SOURCE PASSAGE:
Project documentation from GitHub

Load Testing Without the Headache: Meet oha

Ever needed to throw some serious traffic at your web app to see how it holds up, but dreaded setting up a complex load testing tool? You're not alone. Many of the classic tools feel like they're from a different era of the web—heavy, complicated, or wrapped in a SaaS paywall. Sometimes you just want a simple, scriptable command to answer the question: "Will this endpoint buckle under pressure?"

Enter oha, a modern, open-source HTTP load testing tool built for the command line. It's like finding a power drill that's both incredibly effective and surprisingly pleasant to use. It’s fast, it’s straightforward, and it gives you the clarity you need without the noise.

What It Does

oha is a CLI tool written in Rust that generates a high volume of HTTP requests to a target URL. You give it a web address, tell it how many connections and requests you want, and it floods the target while meticulously reporting back on how things are going. It measures all the critical metrics: total requests, success rate, latency distribution, and requests per second.

RECORDS FOR THE EXERCISE:
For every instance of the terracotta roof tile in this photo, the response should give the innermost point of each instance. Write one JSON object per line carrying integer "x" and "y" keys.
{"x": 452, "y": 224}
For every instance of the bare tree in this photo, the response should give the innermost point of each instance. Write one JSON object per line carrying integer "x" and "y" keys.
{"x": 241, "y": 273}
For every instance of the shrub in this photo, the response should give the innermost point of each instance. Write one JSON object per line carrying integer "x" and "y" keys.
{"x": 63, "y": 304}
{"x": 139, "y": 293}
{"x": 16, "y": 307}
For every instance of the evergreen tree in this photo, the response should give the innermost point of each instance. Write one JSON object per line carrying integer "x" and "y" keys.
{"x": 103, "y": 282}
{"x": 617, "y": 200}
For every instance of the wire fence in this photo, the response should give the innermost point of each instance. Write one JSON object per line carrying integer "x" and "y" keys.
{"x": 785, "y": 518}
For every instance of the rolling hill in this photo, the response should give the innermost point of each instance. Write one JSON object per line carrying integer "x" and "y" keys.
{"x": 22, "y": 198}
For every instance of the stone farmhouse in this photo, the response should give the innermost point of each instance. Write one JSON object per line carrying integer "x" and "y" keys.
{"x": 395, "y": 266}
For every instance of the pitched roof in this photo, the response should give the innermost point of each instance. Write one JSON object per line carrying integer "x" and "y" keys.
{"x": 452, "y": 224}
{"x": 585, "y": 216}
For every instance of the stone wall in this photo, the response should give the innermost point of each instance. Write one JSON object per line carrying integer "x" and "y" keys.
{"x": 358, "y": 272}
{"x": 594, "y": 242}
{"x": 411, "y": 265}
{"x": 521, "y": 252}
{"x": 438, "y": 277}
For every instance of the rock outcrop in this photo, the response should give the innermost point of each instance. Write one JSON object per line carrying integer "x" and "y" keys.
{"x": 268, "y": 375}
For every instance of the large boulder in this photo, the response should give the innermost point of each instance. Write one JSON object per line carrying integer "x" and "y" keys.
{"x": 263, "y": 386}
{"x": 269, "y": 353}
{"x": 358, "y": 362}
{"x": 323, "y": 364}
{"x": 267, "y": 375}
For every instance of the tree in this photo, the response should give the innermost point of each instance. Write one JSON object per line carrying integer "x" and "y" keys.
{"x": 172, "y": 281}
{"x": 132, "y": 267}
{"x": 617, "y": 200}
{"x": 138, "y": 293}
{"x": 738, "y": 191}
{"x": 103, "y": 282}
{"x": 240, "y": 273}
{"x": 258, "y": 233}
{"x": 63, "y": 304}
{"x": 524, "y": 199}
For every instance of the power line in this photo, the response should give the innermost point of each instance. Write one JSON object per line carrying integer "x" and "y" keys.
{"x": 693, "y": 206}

PROBLEM 1: Name every metric that the oha passage says the tool measures.
PROBLEM 2: Rewrite the part of the listing that opens with the line containing "For every instance of the tree" and runs through the end of the listing, putting "central" wherever "innermost" occurs and leaving everything else as it is.

TASK SOLUTION 1:
total requests
success rate
latency distribution
requests per second

TASK SOLUTION 2:
For every instance of the tree in this photo, the response should give the central point of each instance. Write one JSON object per line carrying integer "x" and "y" keys.
{"x": 172, "y": 281}
{"x": 132, "y": 267}
{"x": 617, "y": 200}
{"x": 138, "y": 293}
{"x": 738, "y": 191}
{"x": 103, "y": 282}
{"x": 240, "y": 273}
{"x": 258, "y": 233}
{"x": 63, "y": 304}
{"x": 524, "y": 199}
For every instance of the power line in this photo, the response should give the central point of each instance. Write one JSON object per line carrying integer "x" and "y" keys.
{"x": 693, "y": 206}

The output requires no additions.